§ **Task prompt**: Tally the lines in the listing below that contain the word "bleached", and reply with the number alone.

========================

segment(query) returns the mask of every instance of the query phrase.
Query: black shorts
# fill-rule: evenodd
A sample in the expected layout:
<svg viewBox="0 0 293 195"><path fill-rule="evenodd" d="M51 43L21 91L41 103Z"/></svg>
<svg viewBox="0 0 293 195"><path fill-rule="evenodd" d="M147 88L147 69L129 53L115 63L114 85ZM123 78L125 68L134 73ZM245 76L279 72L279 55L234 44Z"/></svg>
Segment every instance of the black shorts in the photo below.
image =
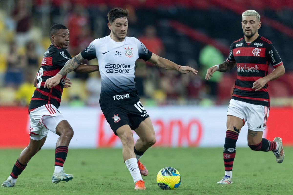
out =
<svg viewBox="0 0 293 195"><path fill-rule="evenodd" d="M136 103L112 106L102 111L116 135L116 131L121 126L128 125L131 130L134 130L138 127L142 121L149 116L139 101Z"/></svg>

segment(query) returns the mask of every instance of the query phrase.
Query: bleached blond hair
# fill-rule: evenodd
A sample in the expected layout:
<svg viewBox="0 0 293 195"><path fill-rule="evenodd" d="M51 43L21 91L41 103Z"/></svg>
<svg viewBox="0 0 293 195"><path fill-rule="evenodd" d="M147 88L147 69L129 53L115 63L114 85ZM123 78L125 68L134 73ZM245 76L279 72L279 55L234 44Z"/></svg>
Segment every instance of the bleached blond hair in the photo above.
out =
<svg viewBox="0 0 293 195"><path fill-rule="evenodd" d="M255 10L246 10L242 13L242 19L243 19L243 17L245 15L255 15L258 18L258 21L260 21L260 16L259 14Z"/></svg>

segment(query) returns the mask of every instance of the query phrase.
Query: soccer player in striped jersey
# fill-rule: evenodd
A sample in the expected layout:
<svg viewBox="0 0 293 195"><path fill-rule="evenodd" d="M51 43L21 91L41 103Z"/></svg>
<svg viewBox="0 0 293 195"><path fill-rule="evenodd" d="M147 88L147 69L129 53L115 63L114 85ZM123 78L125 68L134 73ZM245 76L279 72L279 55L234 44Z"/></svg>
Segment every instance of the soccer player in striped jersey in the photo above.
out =
<svg viewBox="0 0 293 195"><path fill-rule="evenodd" d="M283 75L285 68L274 45L258 34L260 19L259 14L254 10L247 10L242 13L244 37L232 44L225 61L209 68L206 75L206 79L210 79L216 71L226 72L237 67L237 78L227 114L223 154L225 173L217 184L233 183L232 170L236 143L246 122L248 128L248 144L251 149L272 151L279 163L283 161L285 156L280 138L276 137L272 141L262 138L270 109L268 83ZM270 64L275 69L269 74Z"/></svg>
<svg viewBox="0 0 293 195"><path fill-rule="evenodd" d="M44 87L47 79L55 75L71 58L66 49L69 44L69 32L60 24L52 26L49 31L51 44L44 54L40 67L34 82L36 88L29 106L30 120L30 143L22 151L15 163L2 187L14 186L18 176L25 168L30 159L41 149L50 130L60 137L57 141L55 155L55 170L52 182L58 183L73 178L63 170L68 147L73 136L73 130L69 123L58 111L63 88L70 87L70 79L64 75L56 86L50 89ZM74 71L81 73L99 70L98 66L82 64Z"/></svg>

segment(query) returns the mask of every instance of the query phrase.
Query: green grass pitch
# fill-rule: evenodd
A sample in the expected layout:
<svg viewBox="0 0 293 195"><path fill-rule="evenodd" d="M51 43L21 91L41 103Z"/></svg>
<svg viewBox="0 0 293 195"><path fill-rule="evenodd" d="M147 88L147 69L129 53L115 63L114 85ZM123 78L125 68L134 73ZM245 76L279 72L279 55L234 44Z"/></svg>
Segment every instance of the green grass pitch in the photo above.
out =
<svg viewBox="0 0 293 195"><path fill-rule="evenodd" d="M134 191L132 178L123 163L121 149L70 149L64 164L74 178L67 183L52 183L54 151L42 150L18 177L15 187L0 188L0 194L292 194L293 148L285 148L279 164L272 152L238 148L233 181L229 186L216 184L223 176L222 149L153 148L142 162L149 175L142 176L146 190ZM21 150L0 150L0 182L8 177ZM156 182L158 172L171 166L182 181L175 190L163 190Z"/></svg>

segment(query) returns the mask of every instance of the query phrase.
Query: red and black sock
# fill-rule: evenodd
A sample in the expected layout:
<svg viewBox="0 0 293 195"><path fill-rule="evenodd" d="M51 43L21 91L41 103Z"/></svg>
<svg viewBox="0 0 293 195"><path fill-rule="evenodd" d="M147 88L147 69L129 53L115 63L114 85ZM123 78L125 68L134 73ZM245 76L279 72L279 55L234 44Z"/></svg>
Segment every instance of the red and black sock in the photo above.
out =
<svg viewBox="0 0 293 195"><path fill-rule="evenodd" d="M68 147L62 146L59 146L55 150L55 166L63 167L63 164L66 159Z"/></svg>
<svg viewBox="0 0 293 195"><path fill-rule="evenodd" d="M223 156L225 171L231 171L233 169L233 163L236 154L236 141L238 134L233 131L226 131L226 138L224 145Z"/></svg>
<svg viewBox="0 0 293 195"><path fill-rule="evenodd" d="M257 144L255 145L248 144L248 146L253 150L268 152L275 150L277 144L275 141L272 141L263 138L261 141Z"/></svg>
<svg viewBox="0 0 293 195"><path fill-rule="evenodd" d="M14 164L14 165L13 166L12 171L10 173L10 175L13 178L17 179L18 176L20 175L20 174L25 168L26 167L26 165L21 163L18 159L15 163L15 164Z"/></svg>

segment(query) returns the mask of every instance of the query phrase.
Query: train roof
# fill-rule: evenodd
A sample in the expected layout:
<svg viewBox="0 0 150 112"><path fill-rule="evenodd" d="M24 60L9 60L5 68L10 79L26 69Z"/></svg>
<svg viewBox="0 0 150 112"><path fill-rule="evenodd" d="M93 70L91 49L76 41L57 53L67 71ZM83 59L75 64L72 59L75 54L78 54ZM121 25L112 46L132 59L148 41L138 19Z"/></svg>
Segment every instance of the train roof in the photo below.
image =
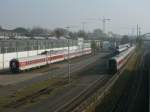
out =
<svg viewBox="0 0 150 112"><path fill-rule="evenodd" d="M111 60L116 60L117 62L120 61L121 59L123 59L131 50L133 50L135 48L135 46L130 47L128 50L110 58Z"/></svg>

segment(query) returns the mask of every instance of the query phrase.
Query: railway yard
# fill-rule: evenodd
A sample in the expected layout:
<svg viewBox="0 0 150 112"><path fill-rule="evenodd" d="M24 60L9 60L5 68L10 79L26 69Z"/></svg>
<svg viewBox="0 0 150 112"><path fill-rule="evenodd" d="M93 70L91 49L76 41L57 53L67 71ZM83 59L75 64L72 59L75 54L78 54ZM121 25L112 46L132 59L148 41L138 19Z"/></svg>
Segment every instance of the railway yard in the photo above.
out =
<svg viewBox="0 0 150 112"><path fill-rule="evenodd" d="M0 75L0 110L147 112L147 48L145 45L131 53L131 58L127 58L124 67L115 74L108 73L108 60L115 55L110 51L99 51L95 55L88 54L17 74L6 70ZM135 108L137 106L139 108Z"/></svg>

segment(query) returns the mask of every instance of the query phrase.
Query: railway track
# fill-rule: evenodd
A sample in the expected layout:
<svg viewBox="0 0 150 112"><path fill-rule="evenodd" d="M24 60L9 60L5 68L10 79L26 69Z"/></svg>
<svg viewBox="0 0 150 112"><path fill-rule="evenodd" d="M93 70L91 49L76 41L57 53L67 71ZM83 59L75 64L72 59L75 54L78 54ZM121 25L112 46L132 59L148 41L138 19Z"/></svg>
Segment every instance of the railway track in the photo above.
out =
<svg viewBox="0 0 150 112"><path fill-rule="evenodd" d="M97 79L92 84L90 84L88 88L84 89L79 95L75 96L70 102L62 105L54 112L71 112L74 108L76 108L79 104L81 104L89 96L96 92L100 87L102 87L102 85L106 83L107 80L108 78L106 77Z"/></svg>
<svg viewBox="0 0 150 112"><path fill-rule="evenodd" d="M108 58L108 57L107 57ZM99 60L100 61L100 60ZM78 68L78 70L77 71L80 71L80 72L76 72L76 75L77 75L77 73L78 74L80 74L80 73L84 73L87 69L92 69L92 66L96 66L97 68L96 68L96 70L95 70L95 74L96 73L99 73L100 71L98 71L99 70L99 62L98 60L96 61L96 64L91 64L90 66L88 66L88 67L86 67L86 68L84 68L84 70L81 70L82 69L82 66L80 65L76 65L75 66L75 68ZM89 60L86 60L86 62L84 62L84 63L89 63ZM91 63L91 62L90 62ZM87 66L87 65L86 65ZM104 66L104 65L103 65ZM72 68L72 69L75 69L75 68ZM104 70L104 69L103 69ZM90 71L90 70L88 70L88 71ZM74 73L74 72L73 72ZM86 74L87 74L87 72L86 72ZM88 74L88 75L92 75L93 73L90 73L90 74ZM102 72L101 72L101 74L102 74ZM86 76L85 76L86 77ZM79 97L83 97L81 100L83 101L85 98L87 98L93 91L95 91L96 89L97 89L97 87L98 87L98 85L100 86L100 85L103 85L104 84L104 82L106 82L109 78L106 78L106 77L110 77L110 76L104 76L105 78L103 79L103 78L100 78L100 79L98 79L98 80L96 80L96 79L93 79L93 83L92 84L90 84L90 86L88 87L88 88L86 88L86 89L84 89L84 91L82 91L81 92L81 90L79 91L79 90L77 90L77 91L79 91L78 93L80 93L80 95L78 96L78 98L76 97L75 99L80 99ZM72 77L73 78L73 77ZM75 77L75 78L77 78L77 77ZM78 78L77 79L80 79L80 75L78 75ZM67 80L68 79L66 79L66 81L64 81L65 83L67 82ZM75 79L76 80L76 79ZM96 80L96 81L95 81ZM101 80L101 81L100 81ZM96 86L97 85L97 86ZM95 87L93 87L93 89L90 89L91 88L91 86L95 86ZM86 87L86 86L85 86ZM85 88L84 87L84 88ZM53 87L53 88L55 88L55 86ZM31 101L32 102L32 100L34 100L34 99L36 99L36 98L38 98L38 97L40 97L40 96L42 96L43 94L47 94L47 93L49 93L49 92L51 92L51 91L53 91L53 88L43 88L42 90L40 90L40 91L38 91L37 93L35 93L35 94L31 94L30 96L26 96L26 97L24 97L24 98L22 98L22 99L19 99L19 100L17 100L17 101L15 101L15 102L11 102L10 104L8 104L8 105L5 105L5 108L18 108L18 107L22 107L24 104L26 104L27 102L29 102L29 101ZM87 92L88 91L88 92ZM86 92L86 96L84 95L84 93ZM76 95L75 95L76 96ZM79 100L78 102L82 102L81 100ZM75 101L76 102L76 101ZM74 106L73 106L74 107ZM73 108L72 107L72 108ZM54 109L55 110L55 109ZM70 109L69 109L70 110Z"/></svg>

========================

§ **Complete response**: 2